## Start EXERCISE INPUT

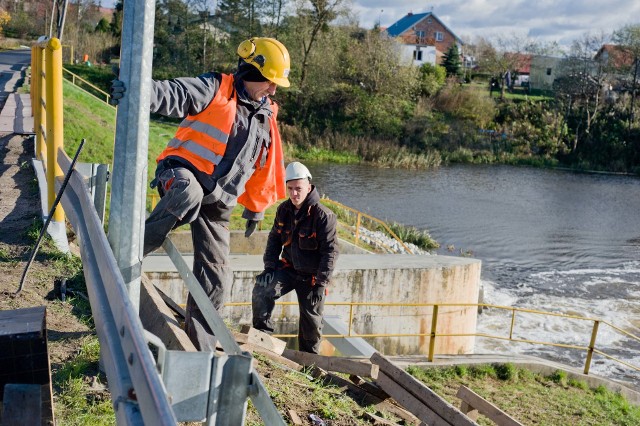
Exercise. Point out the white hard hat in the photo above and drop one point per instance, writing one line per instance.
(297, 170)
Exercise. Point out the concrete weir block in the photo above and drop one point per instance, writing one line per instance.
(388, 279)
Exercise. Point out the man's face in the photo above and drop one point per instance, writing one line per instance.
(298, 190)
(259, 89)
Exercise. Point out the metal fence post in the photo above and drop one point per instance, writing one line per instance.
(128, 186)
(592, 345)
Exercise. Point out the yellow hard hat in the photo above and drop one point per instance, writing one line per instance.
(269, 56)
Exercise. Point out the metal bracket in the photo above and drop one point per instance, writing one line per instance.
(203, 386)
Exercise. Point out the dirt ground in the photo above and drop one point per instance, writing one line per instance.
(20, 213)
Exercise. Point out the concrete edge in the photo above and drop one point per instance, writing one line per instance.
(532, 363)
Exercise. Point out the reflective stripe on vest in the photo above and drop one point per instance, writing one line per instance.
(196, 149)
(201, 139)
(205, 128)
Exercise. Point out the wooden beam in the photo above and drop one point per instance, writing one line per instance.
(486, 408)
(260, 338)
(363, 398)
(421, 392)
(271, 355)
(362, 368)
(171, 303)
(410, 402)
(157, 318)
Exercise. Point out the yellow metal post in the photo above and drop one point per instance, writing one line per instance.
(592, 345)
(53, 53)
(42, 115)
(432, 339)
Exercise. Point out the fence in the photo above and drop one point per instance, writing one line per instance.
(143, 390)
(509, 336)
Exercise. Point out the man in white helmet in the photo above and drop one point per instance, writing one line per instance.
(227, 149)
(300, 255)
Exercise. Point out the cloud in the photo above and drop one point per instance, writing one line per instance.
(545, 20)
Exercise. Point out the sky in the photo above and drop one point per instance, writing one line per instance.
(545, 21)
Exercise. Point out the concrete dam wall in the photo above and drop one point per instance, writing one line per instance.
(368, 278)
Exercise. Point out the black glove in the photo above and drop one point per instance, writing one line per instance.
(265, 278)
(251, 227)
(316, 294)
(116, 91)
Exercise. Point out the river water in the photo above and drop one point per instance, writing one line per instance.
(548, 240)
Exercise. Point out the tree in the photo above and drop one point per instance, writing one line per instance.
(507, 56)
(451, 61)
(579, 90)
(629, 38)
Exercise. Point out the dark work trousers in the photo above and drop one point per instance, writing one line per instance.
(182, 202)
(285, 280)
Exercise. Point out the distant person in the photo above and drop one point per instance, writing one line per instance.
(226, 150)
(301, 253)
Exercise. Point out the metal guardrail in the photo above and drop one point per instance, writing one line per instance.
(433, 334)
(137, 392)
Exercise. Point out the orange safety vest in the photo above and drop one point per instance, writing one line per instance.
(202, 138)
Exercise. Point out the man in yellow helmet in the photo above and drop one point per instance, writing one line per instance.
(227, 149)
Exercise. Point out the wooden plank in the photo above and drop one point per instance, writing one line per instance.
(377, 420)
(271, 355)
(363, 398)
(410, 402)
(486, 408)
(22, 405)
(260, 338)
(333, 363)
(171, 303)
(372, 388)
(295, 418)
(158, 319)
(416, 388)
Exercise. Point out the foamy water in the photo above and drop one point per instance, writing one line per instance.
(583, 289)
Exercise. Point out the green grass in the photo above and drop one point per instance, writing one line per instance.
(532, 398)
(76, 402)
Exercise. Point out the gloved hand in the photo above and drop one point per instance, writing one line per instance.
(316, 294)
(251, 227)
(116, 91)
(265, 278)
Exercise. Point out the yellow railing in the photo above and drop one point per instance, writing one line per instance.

## End EXERCISE INPUT
## Start EXERCISE INPUT

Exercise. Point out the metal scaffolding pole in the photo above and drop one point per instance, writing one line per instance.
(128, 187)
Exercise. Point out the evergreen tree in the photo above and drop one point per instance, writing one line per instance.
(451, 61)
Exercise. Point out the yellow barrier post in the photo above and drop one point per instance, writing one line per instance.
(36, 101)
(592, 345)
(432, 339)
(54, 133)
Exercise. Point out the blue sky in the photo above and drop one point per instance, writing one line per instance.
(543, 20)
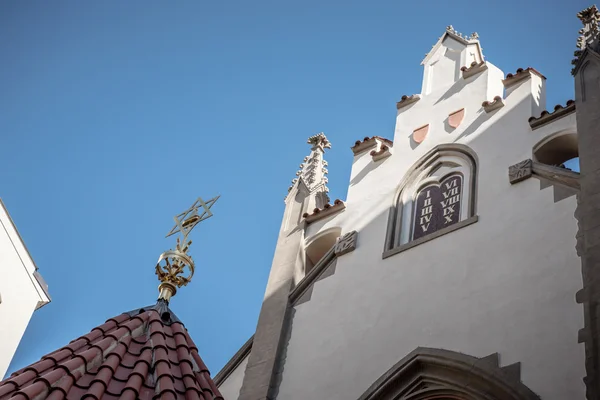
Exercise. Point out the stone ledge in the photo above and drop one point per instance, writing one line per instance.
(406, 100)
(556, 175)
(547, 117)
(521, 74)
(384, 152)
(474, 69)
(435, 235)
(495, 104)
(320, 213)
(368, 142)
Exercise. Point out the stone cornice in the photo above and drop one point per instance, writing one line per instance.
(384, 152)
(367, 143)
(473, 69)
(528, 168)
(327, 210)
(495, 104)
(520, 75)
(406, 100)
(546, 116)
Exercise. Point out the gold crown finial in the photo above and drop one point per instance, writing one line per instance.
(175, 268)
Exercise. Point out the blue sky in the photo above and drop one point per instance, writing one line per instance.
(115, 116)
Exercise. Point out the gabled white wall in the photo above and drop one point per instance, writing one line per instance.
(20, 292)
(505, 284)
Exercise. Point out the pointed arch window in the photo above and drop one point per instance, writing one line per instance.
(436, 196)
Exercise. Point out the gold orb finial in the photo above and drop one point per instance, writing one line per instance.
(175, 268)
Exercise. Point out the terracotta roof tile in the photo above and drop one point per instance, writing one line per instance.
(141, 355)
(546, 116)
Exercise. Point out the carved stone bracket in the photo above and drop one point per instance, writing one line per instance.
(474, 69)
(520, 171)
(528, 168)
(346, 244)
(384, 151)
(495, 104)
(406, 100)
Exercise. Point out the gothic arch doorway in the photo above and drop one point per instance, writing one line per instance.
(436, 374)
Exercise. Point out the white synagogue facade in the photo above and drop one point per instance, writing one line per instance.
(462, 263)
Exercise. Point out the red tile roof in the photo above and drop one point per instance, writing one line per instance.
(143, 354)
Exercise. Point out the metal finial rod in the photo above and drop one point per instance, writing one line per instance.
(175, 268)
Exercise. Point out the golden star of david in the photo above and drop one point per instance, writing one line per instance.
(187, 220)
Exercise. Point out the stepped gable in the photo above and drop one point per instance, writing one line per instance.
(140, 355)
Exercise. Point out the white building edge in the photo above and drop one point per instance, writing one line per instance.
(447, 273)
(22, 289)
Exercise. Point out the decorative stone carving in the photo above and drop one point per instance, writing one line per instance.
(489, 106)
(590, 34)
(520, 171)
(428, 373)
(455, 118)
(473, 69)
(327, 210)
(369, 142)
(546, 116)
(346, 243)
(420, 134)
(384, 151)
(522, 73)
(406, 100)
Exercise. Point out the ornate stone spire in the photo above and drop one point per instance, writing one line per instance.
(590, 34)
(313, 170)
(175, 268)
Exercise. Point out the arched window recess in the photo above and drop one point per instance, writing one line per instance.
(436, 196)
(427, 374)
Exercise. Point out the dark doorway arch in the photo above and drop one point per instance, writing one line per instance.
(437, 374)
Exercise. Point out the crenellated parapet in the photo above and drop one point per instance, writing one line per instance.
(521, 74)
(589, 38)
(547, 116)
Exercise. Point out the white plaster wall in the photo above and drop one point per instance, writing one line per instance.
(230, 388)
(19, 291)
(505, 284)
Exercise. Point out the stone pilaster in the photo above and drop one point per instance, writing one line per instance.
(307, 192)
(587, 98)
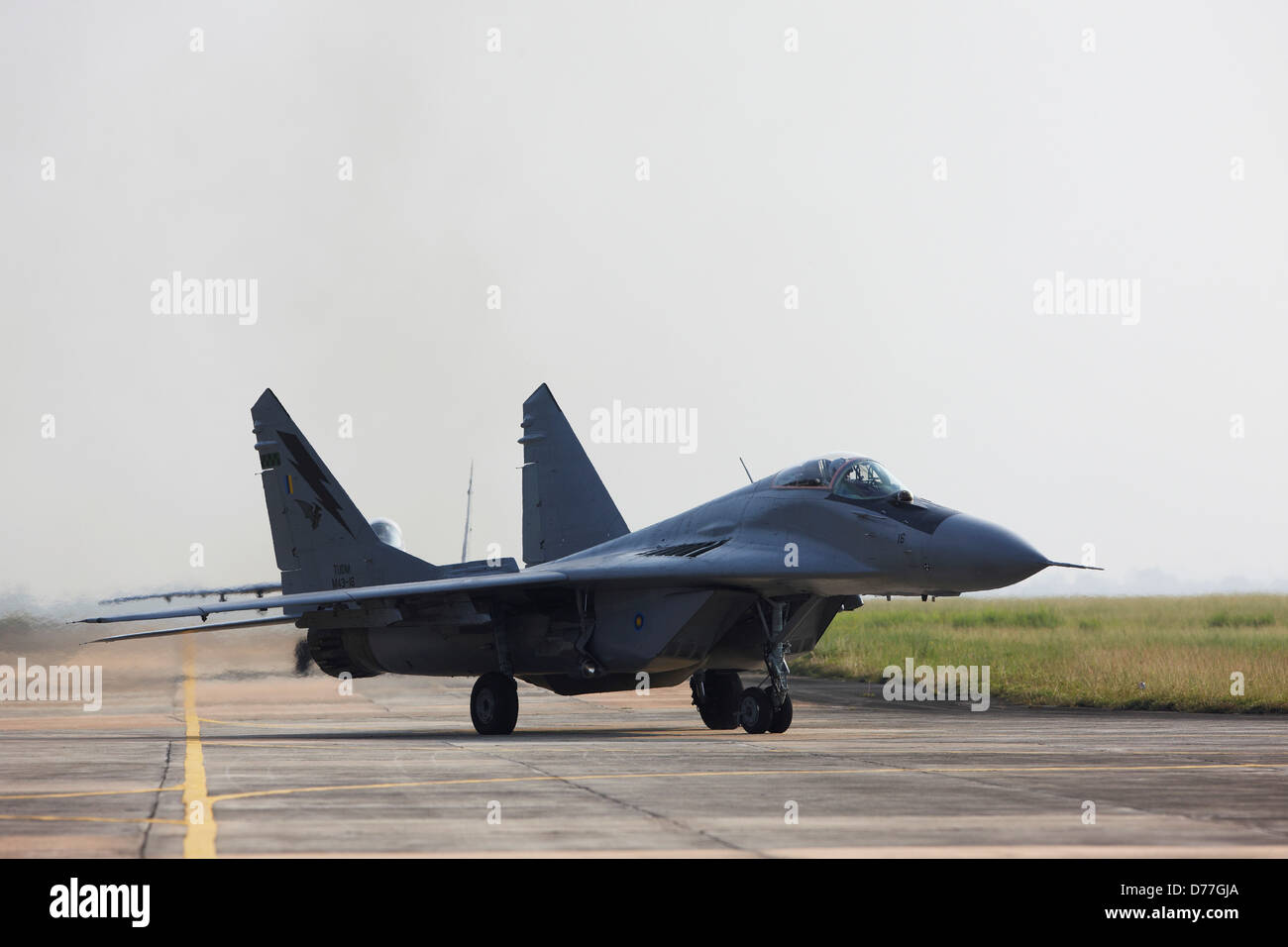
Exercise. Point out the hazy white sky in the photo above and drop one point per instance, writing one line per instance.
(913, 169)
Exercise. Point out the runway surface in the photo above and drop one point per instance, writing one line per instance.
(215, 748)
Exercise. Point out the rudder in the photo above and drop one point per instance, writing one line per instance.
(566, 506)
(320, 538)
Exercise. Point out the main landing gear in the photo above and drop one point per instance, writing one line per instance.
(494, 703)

## End EXERCISE INPUT

▶ DESCRIPTION OF THE TASK
Count the lines in the entries above that contain the word "yellow". Reply with the number alone.

▶ RESULT OF THIS EXERCISE
5